Text section:
Consumer and Business Sentiment Rise, but Uncertainty Remains
- The Federal Open Market Committee (FOMC) kept the target rate for the federal funds rate unchanged at 0.0-to-0.25 percent at its June 9-10 meeting. The FOMC’s statement remained downbeat about the coronavirus’ impact on economic growth, and it announced that it would continue asset purchases, putting a floor at $80 billion in Treasuries and $40 billion in mortgage-backed securities a month. The FOMC also released economic projections for the first time since December showing that the federal funds rate will likely remain unchanged at the zero-lower bound through at least 2022 and inflation will not rise to the symmetric two-percent target by 2022, a stark change from the December projections.
- The National Federation of Independent Business (NFIB) Small Business Optimism Index rose 3.5 points in May to 94.4. The net share of firms expecting the economy to improve rose 5 percentage points to 34 percent, the highest level since August 2018. However, poor sales remained the single most important problem for the second straight month, and the net share of businesses expecting higher real sales in the next six months was negative 24 percent.
- The Consumer Price Index (CPI) fell 0.1 percent in May following a 0.8 percent drop in April, the third consecutive month of decline. Energy prices fell 1.8 percent, the fifth straight monthly decline. Core CPI also edged down one-tenth. From a year ago, headline CPI rose just 0.1 percent, the slowest annual pace of growth since September 2015. Core CPI rose 1.2 percent from a year ago, the slowest annual pace of growth in just over nine years.
- Import prices rose 1.0 percent in May, the first increase since January, driven by a 21.7 percent increase in petroleum prices. However, compared to a year ago, both import and export prices were down around 6.0 percent.
- The University of Michigan Consumer Sentiment Index jumped 6.6 points to 78.9 in the preliminary June reading, the largest increase since November 2016. Both the current economic conditions and expectations components rose, increasing 5.5 points and 7.2 points, respectively. However, according to the press release, two-thirds of all surveyed consumers expect “bad times financially [and] in the economy as a whole during the year ahead.”

What to work on:
A) Answer these questions from the economic update:
(i) At what target range did the FOMC keep the federal funds rate?
(ii) How many points did the NFIB Small Business Optimism Index rise in May?
(iii) By what percentage did petroleum import prices increase in May?
B) Revise the economic update from "- The National" to "negative 24 percent.", changing "poor sales" to "weak sales".
The rows play no role here.

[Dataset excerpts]
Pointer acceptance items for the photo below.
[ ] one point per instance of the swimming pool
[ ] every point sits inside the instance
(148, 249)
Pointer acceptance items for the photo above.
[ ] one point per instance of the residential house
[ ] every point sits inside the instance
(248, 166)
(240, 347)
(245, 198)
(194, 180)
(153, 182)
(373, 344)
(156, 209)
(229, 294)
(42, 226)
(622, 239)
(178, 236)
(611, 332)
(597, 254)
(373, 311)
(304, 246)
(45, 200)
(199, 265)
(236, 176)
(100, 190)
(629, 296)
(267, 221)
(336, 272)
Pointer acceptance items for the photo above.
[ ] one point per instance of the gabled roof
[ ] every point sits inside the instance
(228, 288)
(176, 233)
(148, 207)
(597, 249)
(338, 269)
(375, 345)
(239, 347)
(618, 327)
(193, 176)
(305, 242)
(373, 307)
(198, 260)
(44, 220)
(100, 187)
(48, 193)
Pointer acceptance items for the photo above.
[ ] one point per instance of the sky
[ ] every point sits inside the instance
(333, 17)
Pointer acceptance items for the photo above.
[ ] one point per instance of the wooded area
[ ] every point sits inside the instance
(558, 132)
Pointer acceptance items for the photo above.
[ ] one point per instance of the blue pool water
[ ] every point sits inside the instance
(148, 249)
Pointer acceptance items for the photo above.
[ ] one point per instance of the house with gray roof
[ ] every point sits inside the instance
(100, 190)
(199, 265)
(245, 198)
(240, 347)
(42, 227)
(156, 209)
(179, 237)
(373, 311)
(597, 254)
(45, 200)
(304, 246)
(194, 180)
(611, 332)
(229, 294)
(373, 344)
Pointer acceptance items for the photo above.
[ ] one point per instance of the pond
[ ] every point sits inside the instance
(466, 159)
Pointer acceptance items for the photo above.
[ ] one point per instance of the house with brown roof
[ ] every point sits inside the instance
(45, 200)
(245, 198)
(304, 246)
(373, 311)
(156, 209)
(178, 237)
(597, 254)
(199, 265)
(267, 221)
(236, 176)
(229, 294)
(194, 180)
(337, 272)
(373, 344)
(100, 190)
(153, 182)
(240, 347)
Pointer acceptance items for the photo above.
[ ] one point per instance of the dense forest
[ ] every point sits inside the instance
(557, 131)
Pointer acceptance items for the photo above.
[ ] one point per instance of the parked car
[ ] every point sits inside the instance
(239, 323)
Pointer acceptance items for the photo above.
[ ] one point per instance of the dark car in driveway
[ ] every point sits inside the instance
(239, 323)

* * *

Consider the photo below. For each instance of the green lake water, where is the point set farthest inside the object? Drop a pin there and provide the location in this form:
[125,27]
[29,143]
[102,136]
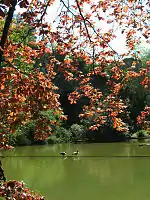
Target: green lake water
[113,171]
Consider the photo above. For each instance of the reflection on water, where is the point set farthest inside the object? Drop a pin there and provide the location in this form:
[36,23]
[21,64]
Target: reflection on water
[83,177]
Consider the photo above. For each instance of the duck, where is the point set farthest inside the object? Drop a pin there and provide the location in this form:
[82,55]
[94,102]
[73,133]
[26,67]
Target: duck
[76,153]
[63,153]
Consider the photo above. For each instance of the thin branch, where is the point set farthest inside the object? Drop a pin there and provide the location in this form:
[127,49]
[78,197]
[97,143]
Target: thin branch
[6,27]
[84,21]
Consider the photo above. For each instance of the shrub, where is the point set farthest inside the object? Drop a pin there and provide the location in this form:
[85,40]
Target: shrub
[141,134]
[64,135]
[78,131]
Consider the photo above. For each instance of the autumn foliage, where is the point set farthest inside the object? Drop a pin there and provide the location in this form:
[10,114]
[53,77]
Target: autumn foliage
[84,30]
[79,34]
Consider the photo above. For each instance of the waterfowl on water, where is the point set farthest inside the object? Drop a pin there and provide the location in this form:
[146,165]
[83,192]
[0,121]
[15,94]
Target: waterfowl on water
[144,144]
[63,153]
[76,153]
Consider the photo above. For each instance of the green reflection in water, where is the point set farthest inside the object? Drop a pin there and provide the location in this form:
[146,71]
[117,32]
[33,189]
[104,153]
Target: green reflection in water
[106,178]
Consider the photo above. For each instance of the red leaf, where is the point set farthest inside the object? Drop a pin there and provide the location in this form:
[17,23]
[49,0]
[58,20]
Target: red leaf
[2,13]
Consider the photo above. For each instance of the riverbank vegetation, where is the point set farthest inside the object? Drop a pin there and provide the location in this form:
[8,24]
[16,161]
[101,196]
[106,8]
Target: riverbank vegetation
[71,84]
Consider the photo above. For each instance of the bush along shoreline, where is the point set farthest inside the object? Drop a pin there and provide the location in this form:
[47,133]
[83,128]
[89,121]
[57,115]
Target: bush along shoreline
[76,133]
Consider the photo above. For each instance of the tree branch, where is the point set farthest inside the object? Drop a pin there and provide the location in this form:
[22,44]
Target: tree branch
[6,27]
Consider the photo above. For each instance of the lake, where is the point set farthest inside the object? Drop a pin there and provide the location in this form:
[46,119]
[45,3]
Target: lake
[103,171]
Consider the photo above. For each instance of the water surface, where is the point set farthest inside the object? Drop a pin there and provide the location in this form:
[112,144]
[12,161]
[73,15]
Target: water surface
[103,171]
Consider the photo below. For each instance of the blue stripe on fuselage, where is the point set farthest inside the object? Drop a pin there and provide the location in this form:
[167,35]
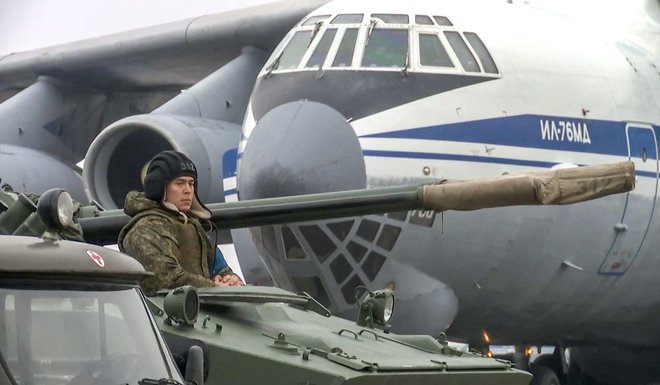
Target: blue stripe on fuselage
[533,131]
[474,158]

Exercise results:
A)
(i) 0.0-to-0.25 percent
(ii) 3.5 points
(iii) 21.7 percent

B)
- The National Federation of Independent Business (NFIB) Small Business Optimism Index rose 3.5 points in May to 94.4. The net share of firms expecting the economy to improve rose 5 percentage points to 34 percent, the highest level since August 2018. However, weak sales remained the single most important problem for the second straight month, and the net share of businesses expecting higher real sales in the next six months was negative 24 percent.